╭─ Extract provided

Sparse delta — the canonical change-detection workload¶

10 000 entities, 100 touched per tick. An observer reacts only to the entities whose Health changed. This is the scenario change detection is built for: per-tick work should scale with the dirty count, not the total entity count.

What this workload measures

Population. 10 000 entities with a Health component each.
Mutation. 100 entities per tick receive world.setComponent(e, new Health(...)) via a rotating cursor so different cohorts are touched every tick.
Observation. A single observer system declared as @Filter(Changed.class) @System void observe(@Read Health h) accumulates a sum of HP values for the tick.

The right answer scales with K (dirty count = 100), not with N (total = 10 000). Libraries that do a full archetype scan don't fit in "right answer" territory; they just get there by brute force.

Results¶

Numbers are µs/op, lower is better. Copied verbatim from DEEP_DIVE.md.

benchmark	entityCount	bevy	japes	zayes	dominion	artemis
`tick`	10000	4.11	2.16	4.67	0.37	0.27

This is the most interesting row in the whole cross-library table, so it deserves the most explanation.

Two camps: library change-detection vs hand-rolled dirty buffers¶

japes / Zay-ES / Bevy implement the workload the way the API advertises: the driver calls world.setComponent(e, new Health(...)) (or Zay-ES's data.setComponent(...)), which the library records in a per-tick dirty tracker; the observer system is scheduled automatically and walks the library's dirty view. The user writes zero bookkeeping code and the contract "every mutation is observed" is enforced globally. At 2.16 µs/op japes is the fastest of the library-change-detection group by a wide margin (Bevy is 4.11, Zay-ES is 4.67) after three rounds of profile-guided fixes (cached ArchetypeId.hashCode, generation-keyed findMatching cache, one-lookup setComponent, direct Archetype reference on EntityLocation, array-indexed chunk lookups keyed by ComponentId.id(), setComponent chunk consolidation) plus the concurrent ArchetypeGraph cache and the ChangeTracker.swapRemove dirty-bit fix from the code-review PR. japes is 1.90× faster than Bevy on this workload.

╰─

Can you repeat the change-detection benchmark write-up word for word, in full? Rely only on the change-detection benchmark write-up.

╭─ Items

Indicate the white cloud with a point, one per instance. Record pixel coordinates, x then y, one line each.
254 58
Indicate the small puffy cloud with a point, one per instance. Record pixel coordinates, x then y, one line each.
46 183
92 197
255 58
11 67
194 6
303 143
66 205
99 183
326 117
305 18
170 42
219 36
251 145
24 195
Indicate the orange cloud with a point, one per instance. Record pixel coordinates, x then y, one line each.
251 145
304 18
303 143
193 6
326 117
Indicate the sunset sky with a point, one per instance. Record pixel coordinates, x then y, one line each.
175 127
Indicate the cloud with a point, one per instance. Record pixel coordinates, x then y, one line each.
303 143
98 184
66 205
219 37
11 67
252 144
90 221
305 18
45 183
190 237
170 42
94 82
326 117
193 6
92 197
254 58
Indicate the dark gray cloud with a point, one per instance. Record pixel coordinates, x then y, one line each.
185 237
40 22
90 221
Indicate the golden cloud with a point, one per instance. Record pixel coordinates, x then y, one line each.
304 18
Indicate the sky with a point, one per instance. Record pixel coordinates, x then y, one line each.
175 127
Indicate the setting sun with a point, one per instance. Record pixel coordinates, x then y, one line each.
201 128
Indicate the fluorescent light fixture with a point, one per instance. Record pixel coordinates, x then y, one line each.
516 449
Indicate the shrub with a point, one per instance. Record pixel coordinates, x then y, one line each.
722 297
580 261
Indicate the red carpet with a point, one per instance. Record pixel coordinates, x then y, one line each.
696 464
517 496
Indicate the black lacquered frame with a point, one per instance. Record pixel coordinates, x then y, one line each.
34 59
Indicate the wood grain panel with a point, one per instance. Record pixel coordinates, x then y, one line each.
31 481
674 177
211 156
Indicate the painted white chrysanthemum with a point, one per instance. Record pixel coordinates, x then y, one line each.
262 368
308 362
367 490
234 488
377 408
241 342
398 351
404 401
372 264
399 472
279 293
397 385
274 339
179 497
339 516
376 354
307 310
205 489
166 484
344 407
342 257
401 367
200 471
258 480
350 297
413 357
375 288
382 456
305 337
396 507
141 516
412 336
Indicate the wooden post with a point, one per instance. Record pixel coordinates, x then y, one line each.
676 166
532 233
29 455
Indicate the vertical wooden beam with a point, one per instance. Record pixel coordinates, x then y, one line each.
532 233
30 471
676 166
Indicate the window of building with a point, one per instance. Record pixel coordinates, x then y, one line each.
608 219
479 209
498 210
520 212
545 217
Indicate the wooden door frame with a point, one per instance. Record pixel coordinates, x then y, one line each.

╰─

• Written solution
Sparse delta — the canonical change-detection workload¶

10 000 entities, 100 touched per tick. An observer reacts only to the entities whose Health changed. This is the scenario change detection is built for: per-tick work should scale with the dirty count, not the total entity count.

What this workload measures

Population. 10 000 entities with a Health component each.
Mutation. 100 entities per tick receive world.setComponent(e, new Health(...)) via a rotating cursor so different cohorts are touched every tick.
Observation. A single observer system declared as @Filter(Changed.class) @System void observe(@Read Health h) accumulates a sum of HP values for the tick.

The right answer scales with K (dirty count = 100), not with N (total = 10 000). Libraries that do a full archetype scan don't fit in "right answer" territory; they just get there by brute force.

Results¶

Numbers are µs/op, lower is better. Copied verbatim from DEEP_DIVE.md.

benchmark	entityCount	bevy	japes	zayes	dominion	artemis
`tick`	10000	4.11	2.16	4.67	0.37	0.27

This is the most interesting row in the whole cross-library table, so it deserves the most explanation.

Two camps: library change-detection vs hand-rolled dirty buffers¶

japes / Zay-ES / Bevy implement the workload the way the API advertises: the driver calls world.setComponent(e, new Health(...)) (or Zay-ES's data.setComponent(...)), which the library records in a per-tick dirty tracker; the observer system is scheduled automatically and walks the library's dirty view. The user writes zero bookkeeping code and the contract "every mutation is observed" is enforced globally. At 2.16 µs/op japes is the fastest of the library-change-detection group by a wide margin (Bevy is 4.11, Zay-ES is 4.67) after three rounds of profile-guided fixes (cached ArchetypeId.hashCode, generation-keyed findMatching cache, one-lookup setComponent, direct Archetype reference on EntityLocation, array-indexed chunk lookups keyed by ComponentId.id(), setComponent chunk consolidation) plus the concurrent ArchetypeGraph cache and the ChangeTracker.swapRemove dirty-bit fix from the code-review PR. japes is 1.90× faster than Bevy on this workload.